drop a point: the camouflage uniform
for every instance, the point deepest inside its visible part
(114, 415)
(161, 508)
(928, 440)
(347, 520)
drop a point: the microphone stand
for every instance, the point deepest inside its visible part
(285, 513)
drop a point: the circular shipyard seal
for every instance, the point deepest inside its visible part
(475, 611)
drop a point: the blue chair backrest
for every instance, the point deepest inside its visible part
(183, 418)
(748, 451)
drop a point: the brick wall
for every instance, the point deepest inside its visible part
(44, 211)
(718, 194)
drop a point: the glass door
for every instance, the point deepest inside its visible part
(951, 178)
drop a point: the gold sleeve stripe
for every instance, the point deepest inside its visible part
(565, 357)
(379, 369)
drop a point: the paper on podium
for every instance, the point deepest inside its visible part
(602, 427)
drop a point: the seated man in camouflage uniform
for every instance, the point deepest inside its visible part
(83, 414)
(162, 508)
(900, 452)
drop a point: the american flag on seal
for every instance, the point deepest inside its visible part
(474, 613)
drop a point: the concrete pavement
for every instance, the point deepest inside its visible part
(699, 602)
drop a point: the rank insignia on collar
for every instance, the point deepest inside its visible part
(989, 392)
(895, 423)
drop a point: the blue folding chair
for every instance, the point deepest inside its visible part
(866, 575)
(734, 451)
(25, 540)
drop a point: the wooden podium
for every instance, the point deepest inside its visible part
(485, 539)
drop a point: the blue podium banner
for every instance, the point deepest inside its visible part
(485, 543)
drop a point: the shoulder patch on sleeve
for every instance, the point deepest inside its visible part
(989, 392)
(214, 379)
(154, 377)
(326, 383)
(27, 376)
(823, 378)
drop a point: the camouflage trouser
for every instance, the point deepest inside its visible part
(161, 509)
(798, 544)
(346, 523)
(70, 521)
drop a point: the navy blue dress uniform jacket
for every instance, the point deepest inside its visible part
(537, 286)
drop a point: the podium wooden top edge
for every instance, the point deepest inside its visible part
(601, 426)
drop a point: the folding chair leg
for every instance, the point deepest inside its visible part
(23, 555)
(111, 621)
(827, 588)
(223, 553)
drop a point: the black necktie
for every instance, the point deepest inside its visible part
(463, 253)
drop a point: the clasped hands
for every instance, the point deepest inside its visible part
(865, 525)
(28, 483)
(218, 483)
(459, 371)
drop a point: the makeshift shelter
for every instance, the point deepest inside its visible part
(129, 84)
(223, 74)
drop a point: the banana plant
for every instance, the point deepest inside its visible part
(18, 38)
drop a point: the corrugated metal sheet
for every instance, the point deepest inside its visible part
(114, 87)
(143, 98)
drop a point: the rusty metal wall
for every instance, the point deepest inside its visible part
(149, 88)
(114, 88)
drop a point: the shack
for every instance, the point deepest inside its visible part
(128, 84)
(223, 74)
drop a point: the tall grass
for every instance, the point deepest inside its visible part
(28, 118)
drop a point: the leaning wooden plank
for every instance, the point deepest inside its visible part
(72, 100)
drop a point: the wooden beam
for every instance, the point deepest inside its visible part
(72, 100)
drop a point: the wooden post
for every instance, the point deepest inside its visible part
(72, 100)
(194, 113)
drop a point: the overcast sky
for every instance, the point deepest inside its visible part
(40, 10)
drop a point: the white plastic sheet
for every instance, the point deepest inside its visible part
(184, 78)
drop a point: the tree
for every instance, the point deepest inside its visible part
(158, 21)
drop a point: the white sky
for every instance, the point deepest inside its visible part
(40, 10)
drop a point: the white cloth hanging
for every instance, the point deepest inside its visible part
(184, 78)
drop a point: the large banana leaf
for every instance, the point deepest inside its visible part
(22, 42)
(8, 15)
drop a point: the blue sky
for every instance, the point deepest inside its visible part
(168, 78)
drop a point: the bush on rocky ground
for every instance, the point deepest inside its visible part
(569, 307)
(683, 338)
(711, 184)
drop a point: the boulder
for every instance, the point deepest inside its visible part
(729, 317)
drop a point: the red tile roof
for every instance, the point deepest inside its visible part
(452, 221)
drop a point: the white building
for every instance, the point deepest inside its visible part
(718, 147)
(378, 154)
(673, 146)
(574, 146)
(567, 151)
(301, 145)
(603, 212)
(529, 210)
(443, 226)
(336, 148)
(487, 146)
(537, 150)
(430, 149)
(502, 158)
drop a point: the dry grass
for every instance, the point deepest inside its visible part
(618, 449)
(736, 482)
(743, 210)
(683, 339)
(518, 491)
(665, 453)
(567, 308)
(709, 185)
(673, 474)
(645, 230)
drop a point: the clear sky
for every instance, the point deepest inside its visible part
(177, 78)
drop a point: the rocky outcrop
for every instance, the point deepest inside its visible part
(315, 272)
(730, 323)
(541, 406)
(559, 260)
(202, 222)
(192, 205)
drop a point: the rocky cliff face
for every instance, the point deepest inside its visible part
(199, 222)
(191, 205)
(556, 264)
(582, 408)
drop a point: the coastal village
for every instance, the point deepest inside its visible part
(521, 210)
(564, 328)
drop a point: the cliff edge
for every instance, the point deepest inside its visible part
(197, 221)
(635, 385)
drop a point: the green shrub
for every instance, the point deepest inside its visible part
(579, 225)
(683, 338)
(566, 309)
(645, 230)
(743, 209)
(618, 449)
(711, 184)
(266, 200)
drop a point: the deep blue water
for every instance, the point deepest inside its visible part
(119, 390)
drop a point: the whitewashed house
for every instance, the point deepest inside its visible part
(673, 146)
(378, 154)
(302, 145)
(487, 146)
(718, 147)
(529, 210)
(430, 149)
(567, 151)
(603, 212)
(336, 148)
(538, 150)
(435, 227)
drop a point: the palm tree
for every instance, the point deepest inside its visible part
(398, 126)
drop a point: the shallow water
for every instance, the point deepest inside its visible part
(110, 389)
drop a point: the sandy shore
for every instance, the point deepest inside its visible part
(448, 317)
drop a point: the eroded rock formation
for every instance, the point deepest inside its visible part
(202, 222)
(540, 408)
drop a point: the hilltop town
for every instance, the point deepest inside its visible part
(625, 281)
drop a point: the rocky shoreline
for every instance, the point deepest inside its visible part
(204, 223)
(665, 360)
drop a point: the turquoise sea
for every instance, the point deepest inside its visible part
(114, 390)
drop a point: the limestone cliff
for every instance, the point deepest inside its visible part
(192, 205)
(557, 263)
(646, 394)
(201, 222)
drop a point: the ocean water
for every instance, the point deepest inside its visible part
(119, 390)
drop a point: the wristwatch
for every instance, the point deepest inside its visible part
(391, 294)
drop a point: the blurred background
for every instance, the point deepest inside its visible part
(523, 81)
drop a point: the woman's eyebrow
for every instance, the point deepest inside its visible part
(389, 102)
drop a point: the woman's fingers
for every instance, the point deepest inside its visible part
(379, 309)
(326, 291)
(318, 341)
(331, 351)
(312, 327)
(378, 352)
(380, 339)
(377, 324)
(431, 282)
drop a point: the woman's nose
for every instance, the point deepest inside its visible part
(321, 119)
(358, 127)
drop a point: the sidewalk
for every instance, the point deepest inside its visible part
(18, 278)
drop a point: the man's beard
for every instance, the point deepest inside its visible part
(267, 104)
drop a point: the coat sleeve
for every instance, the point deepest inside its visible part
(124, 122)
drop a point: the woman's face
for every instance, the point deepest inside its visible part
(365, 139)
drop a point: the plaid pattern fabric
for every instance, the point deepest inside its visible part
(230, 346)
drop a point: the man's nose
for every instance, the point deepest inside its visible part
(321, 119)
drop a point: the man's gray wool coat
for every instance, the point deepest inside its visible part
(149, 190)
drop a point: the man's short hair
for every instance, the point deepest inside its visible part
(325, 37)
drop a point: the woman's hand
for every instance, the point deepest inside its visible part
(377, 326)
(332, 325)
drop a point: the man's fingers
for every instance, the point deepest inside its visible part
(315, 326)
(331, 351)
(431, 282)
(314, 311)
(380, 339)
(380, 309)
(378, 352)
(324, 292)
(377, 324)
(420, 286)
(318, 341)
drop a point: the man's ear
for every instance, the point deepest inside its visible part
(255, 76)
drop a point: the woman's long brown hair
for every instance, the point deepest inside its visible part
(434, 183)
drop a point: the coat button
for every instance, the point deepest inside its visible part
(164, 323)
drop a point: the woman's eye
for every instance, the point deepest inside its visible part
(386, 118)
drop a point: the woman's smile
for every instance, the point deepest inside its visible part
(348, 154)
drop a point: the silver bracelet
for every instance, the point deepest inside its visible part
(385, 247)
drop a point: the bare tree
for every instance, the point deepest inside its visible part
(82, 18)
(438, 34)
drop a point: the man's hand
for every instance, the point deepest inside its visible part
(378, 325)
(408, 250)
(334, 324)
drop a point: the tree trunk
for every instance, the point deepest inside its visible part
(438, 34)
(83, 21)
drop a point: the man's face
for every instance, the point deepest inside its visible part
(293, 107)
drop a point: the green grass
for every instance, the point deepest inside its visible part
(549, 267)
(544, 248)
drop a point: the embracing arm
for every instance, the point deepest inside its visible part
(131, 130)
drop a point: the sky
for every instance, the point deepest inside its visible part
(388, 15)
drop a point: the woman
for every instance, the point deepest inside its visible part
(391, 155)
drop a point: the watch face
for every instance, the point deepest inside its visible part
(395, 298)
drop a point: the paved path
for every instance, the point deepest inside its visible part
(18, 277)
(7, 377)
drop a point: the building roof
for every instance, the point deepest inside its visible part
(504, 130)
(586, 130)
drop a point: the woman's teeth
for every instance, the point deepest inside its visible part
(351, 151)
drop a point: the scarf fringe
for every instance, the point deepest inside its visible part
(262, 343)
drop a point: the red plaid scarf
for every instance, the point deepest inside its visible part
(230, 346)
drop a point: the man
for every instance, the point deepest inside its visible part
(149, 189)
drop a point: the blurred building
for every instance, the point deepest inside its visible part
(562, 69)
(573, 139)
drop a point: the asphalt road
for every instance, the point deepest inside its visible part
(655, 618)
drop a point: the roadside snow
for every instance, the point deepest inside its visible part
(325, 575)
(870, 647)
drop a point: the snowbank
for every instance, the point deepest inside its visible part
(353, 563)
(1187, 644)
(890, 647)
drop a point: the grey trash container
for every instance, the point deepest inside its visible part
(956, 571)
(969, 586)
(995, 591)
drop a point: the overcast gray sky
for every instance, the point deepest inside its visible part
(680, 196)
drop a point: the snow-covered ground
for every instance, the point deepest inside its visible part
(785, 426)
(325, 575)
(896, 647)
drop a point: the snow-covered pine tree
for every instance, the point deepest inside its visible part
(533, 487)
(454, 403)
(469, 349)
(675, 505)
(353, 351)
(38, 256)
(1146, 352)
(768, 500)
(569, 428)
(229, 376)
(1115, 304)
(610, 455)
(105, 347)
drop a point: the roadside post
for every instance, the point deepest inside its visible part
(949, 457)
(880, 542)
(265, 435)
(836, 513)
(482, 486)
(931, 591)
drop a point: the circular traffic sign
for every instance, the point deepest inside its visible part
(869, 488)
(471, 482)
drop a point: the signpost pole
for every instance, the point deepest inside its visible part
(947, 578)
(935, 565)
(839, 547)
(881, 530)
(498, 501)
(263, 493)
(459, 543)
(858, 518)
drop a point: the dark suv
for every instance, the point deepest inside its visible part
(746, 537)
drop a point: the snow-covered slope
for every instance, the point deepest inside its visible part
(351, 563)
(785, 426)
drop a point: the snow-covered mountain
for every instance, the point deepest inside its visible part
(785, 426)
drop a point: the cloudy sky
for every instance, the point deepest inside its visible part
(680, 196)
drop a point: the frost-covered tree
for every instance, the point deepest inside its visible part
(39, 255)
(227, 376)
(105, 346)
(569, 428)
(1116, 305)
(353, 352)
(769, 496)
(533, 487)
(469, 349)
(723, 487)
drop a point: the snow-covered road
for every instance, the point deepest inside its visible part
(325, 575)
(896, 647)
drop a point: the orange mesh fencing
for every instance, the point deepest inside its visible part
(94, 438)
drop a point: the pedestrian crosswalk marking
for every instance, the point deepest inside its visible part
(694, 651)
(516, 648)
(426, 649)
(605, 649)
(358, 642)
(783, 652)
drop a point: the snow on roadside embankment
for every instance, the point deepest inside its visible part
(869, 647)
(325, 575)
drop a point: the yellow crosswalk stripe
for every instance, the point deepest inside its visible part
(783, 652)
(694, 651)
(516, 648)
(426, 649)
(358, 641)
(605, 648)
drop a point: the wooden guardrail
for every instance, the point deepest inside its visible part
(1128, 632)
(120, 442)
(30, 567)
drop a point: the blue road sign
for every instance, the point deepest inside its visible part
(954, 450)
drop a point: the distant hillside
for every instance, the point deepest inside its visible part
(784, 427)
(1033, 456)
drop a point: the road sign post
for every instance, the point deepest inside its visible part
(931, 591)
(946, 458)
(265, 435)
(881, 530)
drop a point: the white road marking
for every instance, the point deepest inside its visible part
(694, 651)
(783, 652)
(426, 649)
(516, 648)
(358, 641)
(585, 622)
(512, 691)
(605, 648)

# Work required:
There is a run of lines above from the one with "drop a point: the camouflage trouser" to the one with "drop a point: the folding chair leg"; print exactly that run, both ends included, and nothing else.

# Response to this task:
drop a point: the camouflage trouser
for every instance, the point deepest inside its visible part
(161, 509)
(798, 544)
(346, 523)
(70, 521)
drop a point: the navy blue dress uniform jacket
for every instance, the point deepest inside its visible part
(537, 286)
drop a point: the podium wooden top edge
for every instance, the point deepest inside its visible part
(601, 426)
drop a point: the folding chair leg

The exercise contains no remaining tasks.